> _Passage shown_:
▼

Other libations performed in the funeral rites of the Greeks, as of the Romans, were intended to produce the same effect, the libations, namely, of wine, milk, and honey. The use of wine has been explained as that of a substitute for blood, as wine is red. Servius even interprets the purple flowers which Aeneas threw on the tomb of his father Anchises by the same association of ideas, as an “imitation of blood in which is the seat of life.”[120] Many proofs could be cited of the fact that wine has often taken the place of the liquid which flows in our veins, but its use in connection with the dead can be explained also by its own virtue. It is the marvelous liquid which gives divine drunkenness and which in the mysteries ensures immortality to such as are, thanks to this sacred draught, possessed by Bacchus.[121] In the same way it vivifies the Manes to whom it is poured out. Similarly melikraton, a mixture of milk and honey, is the food of the gods, and when the dead absorb it, they too become immortal.
Such is the first meaning of these offerings, one which was never quite forgotten. Their object is the infusion of new vigor into the enfeebled shades who slumber in the tomb. This intention can also be discerned in the fact that the same offerings are used in magic, which often preserved ideas abolished or superseded in religion. In order to evoke the phantoms, the necromancers dug a ditch and poured blood, wine, milk and honey into it. These liquids had an exciting effect on the spirits of the dead, arousing them from their torpor, and the wizard took advantage of it to question them.
Precautions lest the dead should ever suffer from lack of nourishment were multiplied. In order that they might be fed on other days than those of sacrifices, all over the ancient world it was customary to place food on their tombs, eggs, bread, beans, lentils, salt, flour, with wine. Hungry vagrants did not always respect their offerings but would help themselves to the proffered viands.

▲

> _Dataset extract_:

▼

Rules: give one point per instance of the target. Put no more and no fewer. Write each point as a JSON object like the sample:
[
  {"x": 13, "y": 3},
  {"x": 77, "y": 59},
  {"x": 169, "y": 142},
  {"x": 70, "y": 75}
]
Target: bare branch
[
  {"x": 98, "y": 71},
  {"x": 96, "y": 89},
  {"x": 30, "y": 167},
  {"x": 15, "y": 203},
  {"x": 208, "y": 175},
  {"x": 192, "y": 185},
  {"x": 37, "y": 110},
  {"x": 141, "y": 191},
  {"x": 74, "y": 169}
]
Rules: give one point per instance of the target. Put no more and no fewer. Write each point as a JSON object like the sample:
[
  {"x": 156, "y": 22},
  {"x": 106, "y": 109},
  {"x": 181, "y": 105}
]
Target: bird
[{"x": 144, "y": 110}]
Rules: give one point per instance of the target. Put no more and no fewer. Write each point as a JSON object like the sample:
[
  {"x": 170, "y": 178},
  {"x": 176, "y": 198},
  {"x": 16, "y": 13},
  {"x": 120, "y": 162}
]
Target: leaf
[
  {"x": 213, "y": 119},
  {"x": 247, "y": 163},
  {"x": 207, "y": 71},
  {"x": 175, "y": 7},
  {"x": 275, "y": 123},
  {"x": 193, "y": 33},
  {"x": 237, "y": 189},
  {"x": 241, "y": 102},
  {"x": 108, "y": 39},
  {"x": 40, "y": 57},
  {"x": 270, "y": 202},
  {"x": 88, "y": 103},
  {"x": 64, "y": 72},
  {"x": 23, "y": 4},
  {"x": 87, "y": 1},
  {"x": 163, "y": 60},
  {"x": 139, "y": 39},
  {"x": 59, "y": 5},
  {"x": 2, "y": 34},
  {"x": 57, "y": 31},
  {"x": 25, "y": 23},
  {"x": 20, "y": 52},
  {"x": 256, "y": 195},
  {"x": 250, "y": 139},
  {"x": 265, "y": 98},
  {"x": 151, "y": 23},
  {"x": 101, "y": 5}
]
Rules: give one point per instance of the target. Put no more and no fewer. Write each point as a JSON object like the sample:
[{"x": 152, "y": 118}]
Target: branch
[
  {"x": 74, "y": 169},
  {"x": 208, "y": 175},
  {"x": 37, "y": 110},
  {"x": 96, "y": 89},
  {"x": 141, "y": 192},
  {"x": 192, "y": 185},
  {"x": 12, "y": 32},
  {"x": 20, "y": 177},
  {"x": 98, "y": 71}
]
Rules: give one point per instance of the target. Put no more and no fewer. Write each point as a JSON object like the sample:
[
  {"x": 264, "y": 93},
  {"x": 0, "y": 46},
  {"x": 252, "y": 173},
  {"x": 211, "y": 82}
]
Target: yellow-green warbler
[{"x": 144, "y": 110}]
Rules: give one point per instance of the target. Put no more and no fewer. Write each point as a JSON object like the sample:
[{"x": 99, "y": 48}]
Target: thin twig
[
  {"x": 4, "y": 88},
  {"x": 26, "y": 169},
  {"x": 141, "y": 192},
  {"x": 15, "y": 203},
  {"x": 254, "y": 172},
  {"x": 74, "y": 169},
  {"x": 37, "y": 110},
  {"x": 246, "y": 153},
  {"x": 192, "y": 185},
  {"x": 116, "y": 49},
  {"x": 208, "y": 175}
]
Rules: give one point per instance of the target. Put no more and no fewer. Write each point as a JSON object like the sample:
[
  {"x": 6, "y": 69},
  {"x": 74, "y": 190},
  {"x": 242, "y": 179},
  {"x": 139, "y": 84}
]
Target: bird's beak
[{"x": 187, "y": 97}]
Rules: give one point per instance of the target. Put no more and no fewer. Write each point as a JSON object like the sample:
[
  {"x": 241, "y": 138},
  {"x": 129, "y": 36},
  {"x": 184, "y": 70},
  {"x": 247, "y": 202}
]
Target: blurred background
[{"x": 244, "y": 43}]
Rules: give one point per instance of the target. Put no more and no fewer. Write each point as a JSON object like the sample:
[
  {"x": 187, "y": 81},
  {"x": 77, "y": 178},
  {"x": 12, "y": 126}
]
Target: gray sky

▲

Print the part of the passage on funeral libations above exactly, starting at "Such is the" and ending at "to question them.".

Such is the first meaning of these offerings, one which was never quite forgotten. Their object is the infusion of new vigor into the enfeebled shades who slumber in the tomb. This intention can also be discerned in the fact that the same offerings are used in magic, which often preserved ideas abolished or superseded in religion. In order to evoke the phantoms, the necromancers dug a ditch and poured blood, wine, milk and honey into it. These liquids had an exciting effect on the spirits of the dead, arousing them from their torpor, and the wizard took advantage of it to question them.